Dataset content:
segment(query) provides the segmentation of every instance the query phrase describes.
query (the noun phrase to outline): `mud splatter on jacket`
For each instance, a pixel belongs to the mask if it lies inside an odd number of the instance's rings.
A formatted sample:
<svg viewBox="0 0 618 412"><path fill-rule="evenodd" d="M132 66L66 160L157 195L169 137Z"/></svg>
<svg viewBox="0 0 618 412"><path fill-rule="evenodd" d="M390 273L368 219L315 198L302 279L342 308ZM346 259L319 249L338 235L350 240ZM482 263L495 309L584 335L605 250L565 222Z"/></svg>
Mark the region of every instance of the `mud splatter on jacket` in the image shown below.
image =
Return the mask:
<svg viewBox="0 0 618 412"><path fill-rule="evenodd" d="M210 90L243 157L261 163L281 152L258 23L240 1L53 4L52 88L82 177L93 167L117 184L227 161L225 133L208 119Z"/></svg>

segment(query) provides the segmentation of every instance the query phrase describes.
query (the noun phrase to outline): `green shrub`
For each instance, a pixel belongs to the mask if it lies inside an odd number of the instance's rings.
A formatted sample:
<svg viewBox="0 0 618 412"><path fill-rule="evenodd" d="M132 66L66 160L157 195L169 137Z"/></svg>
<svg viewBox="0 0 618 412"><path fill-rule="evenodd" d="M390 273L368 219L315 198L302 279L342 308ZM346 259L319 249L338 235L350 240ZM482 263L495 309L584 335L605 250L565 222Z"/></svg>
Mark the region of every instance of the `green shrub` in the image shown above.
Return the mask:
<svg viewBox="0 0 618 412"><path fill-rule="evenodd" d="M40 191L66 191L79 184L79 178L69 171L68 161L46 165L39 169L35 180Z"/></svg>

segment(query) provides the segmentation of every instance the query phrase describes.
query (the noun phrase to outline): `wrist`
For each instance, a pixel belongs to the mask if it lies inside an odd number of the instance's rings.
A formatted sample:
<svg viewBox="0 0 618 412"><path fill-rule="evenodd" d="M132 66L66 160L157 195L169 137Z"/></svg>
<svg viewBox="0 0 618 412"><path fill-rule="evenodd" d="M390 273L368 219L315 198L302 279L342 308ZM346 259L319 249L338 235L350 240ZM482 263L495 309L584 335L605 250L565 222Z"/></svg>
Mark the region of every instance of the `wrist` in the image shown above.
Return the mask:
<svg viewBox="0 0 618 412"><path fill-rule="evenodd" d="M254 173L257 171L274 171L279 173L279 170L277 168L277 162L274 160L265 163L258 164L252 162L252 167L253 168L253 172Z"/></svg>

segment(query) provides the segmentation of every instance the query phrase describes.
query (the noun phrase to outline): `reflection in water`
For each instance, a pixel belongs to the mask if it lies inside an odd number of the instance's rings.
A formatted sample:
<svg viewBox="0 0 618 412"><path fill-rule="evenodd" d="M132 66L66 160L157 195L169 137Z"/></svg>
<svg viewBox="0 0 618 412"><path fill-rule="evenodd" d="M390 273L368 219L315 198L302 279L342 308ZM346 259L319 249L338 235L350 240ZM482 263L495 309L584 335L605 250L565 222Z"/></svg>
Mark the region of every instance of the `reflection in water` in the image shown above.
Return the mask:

Description of the task: Please lay out every line of the records above as a numbered list, leaving out the blank lines.

Response:
1. segment(query) provides the segmentation of every instance the query phrase describes.
2. query (the noun phrase to outline): `mud splatter on jacket`
3. For each instance, a pixel belongs to the mask if it lies inside an odd number of the instance's rings.
4. A formatted sample:
5. <svg viewBox="0 0 618 412"><path fill-rule="evenodd" d="M132 66L66 160L157 195L169 137Z"/></svg>
6. <svg viewBox="0 0 618 412"><path fill-rule="evenodd" d="M390 273L368 219L315 198L302 279L342 308ZM346 259L319 249L338 235L350 240ZM482 263L495 309L584 335L605 250L565 222Z"/></svg>
7. Mark the region of every instance of the `mud splatter on jacket` in the image shown below.
8. image =
9. Return the mask:
10. <svg viewBox="0 0 618 412"><path fill-rule="evenodd" d="M210 90L243 157L261 163L281 152L258 23L240 1L53 4L52 88L82 177L93 167L117 184L227 161L225 133L208 119Z"/></svg>
11. segment(query) provides the segmentation of every instance the query phrase describes.
12. query (the noun phrase to outline): `green shrub`
13. For each instance, a pixel belongs to the mask if it lies inside an odd number of the instance's rings.
14. A formatted sample:
15. <svg viewBox="0 0 618 412"><path fill-rule="evenodd" d="M132 66L66 160L157 195L169 137Z"/></svg>
16. <svg viewBox="0 0 618 412"><path fill-rule="evenodd" d="M390 273L368 219L315 198L302 279L342 308ZM346 259L319 249L338 235L350 240ZM482 263L495 309L584 335L605 250L565 222Z"/></svg>
17. Mark the region of every instance of the `green shrub` in the image shown above.
18. Return the mask:
19. <svg viewBox="0 0 618 412"><path fill-rule="evenodd" d="M40 191L66 191L79 184L79 178L69 171L68 161L46 165L39 169L35 180Z"/></svg>
20. segment(query) provides the segmentation of every instance the query phrase describes.
21. query (the noun phrase to outline): `wrist`
22. For each instance, a pixel belongs to the mask if it lies inside an odd number of the instance's rings.
23. A formatted sample:
24. <svg viewBox="0 0 618 412"><path fill-rule="evenodd" d="M132 66L66 160L157 195L169 137Z"/></svg>
25. <svg viewBox="0 0 618 412"><path fill-rule="evenodd" d="M390 273L368 219L315 198L302 279L342 308ZM346 259L319 249L338 235L350 240ZM482 263L495 309L584 335L605 250L565 222Z"/></svg>
26. Mark the region of every instance of the `wrist` in the image shown above.
27. Return the mask:
28. <svg viewBox="0 0 618 412"><path fill-rule="evenodd" d="M254 173L257 171L274 171L279 173L279 170L277 168L277 162L274 160L265 163L258 164L252 162L252 167L253 168L253 172Z"/></svg>
29. segment(query) provides the segmentation of every instance the query phrase describes.
30. query (the noun phrase to outline): `reflection in water`
31. For each instance, a pixel belongs to the mask if it lies inside an odd number of the instance's rings.
32. A formatted sample:
33. <svg viewBox="0 0 618 412"><path fill-rule="evenodd" d="M132 66L66 160L157 195L169 137Z"/></svg>
34. <svg viewBox="0 0 618 412"><path fill-rule="evenodd" d="M390 273L368 219L315 198L302 279L342 308ZM346 259L319 249L338 235L350 240ZM482 263L495 309L584 335L605 250L565 222Z"/></svg>
35. Mark the region of every instance of the `reflection in water` in the image shown above.
36. Return the mask:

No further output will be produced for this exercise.